Hedef 1
Kayıtlarda “player” dizesini içeren her satırı belirleyip olduğu gibi kopyalayın. Büyük ve küçük harf ayrımı önemlidir.

Okunacak Metin
>>

Hipnoz nedir

Hipnoz sanıldığının aksine uyku değil belki hedeflenen amaca odaklanmış bir uyanıklık halidir. Buna rağmen birinin çıkıp -sanki çok meraklısıymışım gibi gözümün içine bakarak- “Beni kimse uyutamaz” iddiaları oldukça sık rastladığım bir durum. Hipnoz’un uyku ile yakın ilişkili kavramlar oldukları yanılgısına belki siz de düşüyorsunuz. Sanırım hipnoz sözcüğünün yakın tarihine baktığınızda hipnoz ve uykuyu niye birbirine yakıştırıldığını anlayabiliriz. İlk defa İngiliz cerrah James Braid(1795-1860) tarafından kullanılan “hipnotizma” terimi, Yunanca ‘uyku’ anlamına gelen ‘hypnos’ kelimesinden gelir. Bu isim benzerliği dışında hipnoz, bütünüyle kendine özgü özellikleriyle bilinçliliğin farklı bir durumudur ama uyku da değildir.

<<

Veri Listesi
>>

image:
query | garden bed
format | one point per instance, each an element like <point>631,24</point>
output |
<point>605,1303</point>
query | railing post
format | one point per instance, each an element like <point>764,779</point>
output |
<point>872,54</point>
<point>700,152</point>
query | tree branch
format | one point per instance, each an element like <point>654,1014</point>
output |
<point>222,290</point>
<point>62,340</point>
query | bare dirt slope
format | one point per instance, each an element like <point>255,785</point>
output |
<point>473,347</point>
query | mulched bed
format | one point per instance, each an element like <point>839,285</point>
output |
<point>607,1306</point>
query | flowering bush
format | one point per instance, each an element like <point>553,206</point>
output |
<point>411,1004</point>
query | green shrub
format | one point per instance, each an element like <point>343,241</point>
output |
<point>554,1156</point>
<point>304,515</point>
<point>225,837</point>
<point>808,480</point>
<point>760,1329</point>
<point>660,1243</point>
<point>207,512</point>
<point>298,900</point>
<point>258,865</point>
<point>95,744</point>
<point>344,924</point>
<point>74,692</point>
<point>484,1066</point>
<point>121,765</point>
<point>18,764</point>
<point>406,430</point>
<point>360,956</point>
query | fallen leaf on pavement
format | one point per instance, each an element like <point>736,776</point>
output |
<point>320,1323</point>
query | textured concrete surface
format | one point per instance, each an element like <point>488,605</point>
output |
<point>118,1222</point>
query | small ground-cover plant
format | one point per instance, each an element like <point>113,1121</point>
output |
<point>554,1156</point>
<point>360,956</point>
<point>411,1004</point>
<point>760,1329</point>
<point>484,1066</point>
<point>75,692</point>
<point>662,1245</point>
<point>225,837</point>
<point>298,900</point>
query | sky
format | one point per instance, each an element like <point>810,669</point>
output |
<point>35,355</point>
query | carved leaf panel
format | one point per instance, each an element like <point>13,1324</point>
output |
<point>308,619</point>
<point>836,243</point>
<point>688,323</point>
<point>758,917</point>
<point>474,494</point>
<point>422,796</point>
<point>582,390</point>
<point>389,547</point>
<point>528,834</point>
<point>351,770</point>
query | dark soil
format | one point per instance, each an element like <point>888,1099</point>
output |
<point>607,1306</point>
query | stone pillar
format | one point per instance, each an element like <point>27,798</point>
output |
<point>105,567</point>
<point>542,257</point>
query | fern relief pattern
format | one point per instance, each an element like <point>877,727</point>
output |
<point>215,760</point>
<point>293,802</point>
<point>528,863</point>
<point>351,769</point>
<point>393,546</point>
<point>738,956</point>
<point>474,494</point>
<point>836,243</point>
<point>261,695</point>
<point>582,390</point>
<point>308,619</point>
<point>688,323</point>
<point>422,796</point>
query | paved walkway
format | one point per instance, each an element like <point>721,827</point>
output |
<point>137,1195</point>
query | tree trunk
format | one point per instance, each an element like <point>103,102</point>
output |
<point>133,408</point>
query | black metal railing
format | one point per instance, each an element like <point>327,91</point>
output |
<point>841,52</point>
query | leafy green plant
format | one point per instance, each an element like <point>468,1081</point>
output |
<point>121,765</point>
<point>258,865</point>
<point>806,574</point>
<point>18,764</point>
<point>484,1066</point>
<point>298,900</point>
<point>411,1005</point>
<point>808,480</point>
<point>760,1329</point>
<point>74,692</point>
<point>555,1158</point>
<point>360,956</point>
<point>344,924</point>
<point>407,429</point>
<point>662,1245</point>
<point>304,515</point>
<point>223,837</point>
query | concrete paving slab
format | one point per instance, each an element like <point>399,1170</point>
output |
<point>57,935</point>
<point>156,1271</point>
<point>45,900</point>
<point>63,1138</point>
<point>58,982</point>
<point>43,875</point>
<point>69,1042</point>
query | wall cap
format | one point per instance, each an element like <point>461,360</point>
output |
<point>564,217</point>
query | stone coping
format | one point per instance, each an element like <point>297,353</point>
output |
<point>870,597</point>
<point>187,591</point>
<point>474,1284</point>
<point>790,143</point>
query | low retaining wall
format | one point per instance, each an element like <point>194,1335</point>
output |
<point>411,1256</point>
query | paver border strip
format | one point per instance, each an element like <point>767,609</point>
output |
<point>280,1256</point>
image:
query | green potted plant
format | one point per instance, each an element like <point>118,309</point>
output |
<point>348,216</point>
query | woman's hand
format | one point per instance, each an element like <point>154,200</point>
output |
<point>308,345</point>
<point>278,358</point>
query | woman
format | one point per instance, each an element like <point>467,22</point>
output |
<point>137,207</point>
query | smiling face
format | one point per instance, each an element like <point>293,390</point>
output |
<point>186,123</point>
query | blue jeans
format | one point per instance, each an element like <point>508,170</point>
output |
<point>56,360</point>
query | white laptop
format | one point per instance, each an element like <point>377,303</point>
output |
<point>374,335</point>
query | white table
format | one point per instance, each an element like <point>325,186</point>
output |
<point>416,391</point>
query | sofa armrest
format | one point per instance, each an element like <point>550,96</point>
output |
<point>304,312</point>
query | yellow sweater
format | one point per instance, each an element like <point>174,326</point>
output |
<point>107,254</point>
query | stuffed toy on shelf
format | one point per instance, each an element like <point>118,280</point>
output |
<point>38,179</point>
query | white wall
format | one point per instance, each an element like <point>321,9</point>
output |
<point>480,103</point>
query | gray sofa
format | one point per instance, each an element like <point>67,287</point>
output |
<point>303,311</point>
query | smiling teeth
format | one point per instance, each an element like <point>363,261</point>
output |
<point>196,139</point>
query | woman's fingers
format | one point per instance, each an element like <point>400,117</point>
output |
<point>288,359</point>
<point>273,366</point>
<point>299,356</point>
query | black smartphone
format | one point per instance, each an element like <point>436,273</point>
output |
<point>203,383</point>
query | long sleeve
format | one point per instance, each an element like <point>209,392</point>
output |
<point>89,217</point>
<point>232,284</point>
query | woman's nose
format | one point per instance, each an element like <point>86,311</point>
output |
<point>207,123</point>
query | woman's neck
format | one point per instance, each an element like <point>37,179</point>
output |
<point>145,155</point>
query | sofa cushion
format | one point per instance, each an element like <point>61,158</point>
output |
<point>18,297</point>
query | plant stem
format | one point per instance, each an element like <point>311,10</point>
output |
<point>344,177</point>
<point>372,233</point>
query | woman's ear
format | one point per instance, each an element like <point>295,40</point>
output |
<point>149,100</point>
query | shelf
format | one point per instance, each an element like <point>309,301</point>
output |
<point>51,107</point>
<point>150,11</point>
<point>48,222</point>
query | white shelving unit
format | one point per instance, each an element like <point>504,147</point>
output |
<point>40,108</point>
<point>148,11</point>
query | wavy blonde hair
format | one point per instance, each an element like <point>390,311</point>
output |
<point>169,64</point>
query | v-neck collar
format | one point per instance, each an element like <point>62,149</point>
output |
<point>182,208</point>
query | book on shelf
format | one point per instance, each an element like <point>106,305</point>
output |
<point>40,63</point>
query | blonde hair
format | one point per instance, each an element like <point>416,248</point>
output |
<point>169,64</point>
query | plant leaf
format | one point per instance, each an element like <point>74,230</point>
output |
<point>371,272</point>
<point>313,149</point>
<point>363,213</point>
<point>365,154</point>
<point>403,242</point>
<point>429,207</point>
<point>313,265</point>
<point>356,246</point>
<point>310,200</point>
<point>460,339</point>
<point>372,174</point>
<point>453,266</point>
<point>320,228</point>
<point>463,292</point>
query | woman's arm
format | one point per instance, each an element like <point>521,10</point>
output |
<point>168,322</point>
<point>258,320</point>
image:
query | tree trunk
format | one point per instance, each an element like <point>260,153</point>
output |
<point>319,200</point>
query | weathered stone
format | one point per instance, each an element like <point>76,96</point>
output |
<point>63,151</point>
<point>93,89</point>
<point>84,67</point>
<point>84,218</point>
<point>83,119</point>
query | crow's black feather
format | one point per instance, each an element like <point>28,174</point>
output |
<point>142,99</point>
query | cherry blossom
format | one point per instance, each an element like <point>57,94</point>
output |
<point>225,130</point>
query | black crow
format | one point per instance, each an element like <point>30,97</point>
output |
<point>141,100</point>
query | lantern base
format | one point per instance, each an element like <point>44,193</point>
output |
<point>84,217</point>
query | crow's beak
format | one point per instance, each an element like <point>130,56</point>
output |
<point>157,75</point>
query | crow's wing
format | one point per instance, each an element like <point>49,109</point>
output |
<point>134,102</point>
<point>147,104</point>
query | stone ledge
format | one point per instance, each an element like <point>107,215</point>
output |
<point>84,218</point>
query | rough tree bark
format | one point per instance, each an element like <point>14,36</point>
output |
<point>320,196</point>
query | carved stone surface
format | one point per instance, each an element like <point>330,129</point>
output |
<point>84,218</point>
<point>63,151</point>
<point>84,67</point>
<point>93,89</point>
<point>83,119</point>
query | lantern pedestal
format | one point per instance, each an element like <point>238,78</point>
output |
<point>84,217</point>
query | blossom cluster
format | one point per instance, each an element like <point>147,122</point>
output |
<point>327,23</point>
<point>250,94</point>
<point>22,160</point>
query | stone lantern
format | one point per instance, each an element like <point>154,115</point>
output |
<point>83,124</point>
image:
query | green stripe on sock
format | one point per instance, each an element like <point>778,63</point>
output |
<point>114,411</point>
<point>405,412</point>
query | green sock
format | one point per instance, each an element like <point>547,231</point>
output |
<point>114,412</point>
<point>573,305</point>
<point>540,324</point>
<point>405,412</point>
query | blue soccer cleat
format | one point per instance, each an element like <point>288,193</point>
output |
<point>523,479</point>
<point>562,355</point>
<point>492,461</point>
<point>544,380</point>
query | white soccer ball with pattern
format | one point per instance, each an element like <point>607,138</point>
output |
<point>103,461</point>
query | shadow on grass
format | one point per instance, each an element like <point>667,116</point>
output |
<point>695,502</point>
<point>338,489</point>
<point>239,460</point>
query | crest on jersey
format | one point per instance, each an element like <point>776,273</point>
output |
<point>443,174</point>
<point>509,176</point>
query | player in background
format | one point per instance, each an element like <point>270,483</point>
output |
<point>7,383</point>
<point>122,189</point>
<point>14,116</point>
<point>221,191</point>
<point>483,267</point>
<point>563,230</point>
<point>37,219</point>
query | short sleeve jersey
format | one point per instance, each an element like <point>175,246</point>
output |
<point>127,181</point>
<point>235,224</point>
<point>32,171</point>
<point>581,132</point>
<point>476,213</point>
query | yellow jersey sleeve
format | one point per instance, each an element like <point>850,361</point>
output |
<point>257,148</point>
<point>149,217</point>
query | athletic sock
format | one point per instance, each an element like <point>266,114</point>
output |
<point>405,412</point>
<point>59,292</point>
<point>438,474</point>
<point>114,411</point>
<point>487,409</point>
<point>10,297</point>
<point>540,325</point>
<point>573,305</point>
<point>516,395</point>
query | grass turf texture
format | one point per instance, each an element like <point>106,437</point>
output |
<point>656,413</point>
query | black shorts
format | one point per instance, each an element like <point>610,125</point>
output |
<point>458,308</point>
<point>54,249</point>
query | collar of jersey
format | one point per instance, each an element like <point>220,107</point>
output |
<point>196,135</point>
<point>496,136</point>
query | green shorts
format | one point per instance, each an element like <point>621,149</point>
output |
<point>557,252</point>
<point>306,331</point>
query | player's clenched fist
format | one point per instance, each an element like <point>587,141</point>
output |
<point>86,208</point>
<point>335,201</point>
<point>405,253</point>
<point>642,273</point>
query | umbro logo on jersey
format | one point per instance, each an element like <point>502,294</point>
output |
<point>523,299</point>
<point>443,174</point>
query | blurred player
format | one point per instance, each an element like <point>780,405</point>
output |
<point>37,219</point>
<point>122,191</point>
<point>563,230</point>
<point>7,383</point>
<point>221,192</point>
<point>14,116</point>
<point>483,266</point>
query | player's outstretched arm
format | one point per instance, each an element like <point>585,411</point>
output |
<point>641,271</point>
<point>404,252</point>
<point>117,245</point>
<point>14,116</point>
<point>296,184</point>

<<

Hedef 2
Hipnoz metnine göre “hipnotizma” terimini ilk kez kim kullanmıştır?

Görev Sonucu 1
query | player in background
query | player's clenched fist
query | blurred player
query | player's outstretched arm

Görev Sonucu 2
İngiliz cerrah James Braid.